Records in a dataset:

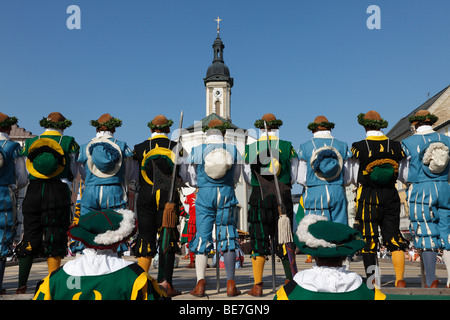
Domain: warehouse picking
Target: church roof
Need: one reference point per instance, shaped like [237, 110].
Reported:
[205, 121]
[403, 126]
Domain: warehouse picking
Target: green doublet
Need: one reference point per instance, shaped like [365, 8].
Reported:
[129, 283]
[258, 156]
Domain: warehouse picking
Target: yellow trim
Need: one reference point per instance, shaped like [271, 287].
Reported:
[271, 137]
[281, 294]
[140, 283]
[159, 136]
[156, 151]
[44, 289]
[379, 295]
[51, 133]
[52, 144]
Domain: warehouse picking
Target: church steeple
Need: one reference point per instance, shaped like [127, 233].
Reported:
[218, 82]
[218, 70]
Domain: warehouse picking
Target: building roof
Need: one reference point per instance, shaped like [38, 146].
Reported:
[18, 133]
[403, 126]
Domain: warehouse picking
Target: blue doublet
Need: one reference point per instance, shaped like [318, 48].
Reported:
[102, 193]
[216, 202]
[10, 151]
[320, 196]
[428, 195]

[Problem requirements] Print all of the records above again line for line, leaving out the pictures.

[Solution to this exercise]
Domain: warehouse picking
Target: church roof
Need: one reference point per instance, shaped like [237, 110].
Reported:
[205, 121]
[403, 126]
Domain: warehouse picking
Target: green doublet
Need: one reference point per instance, shaped like [365, 8].
Reported:
[129, 283]
[258, 156]
Domain: warehouse picking
Target: yellow trim
Need: one reference point per instance, shaped like [271, 287].
Reported:
[271, 137]
[281, 294]
[140, 283]
[159, 136]
[156, 151]
[44, 289]
[379, 295]
[51, 133]
[52, 144]
Domain: warehouse picking
Target: church steeple
Need: one reference point per instance, shaped like [127, 233].
Reported:
[218, 82]
[218, 70]
Domain: warehouse picking
Target: building roof
Need: one reference point per instance, shaped like [38, 146].
Reported:
[18, 133]
[403, 126]
Domain: warehouse picking
Target: blue doublet
Need: one reference point per instance, shaped like [318, 48].
Reported:
[102, 193]
[216, 202]
[10, 151]
[320, 196]
[428, 195]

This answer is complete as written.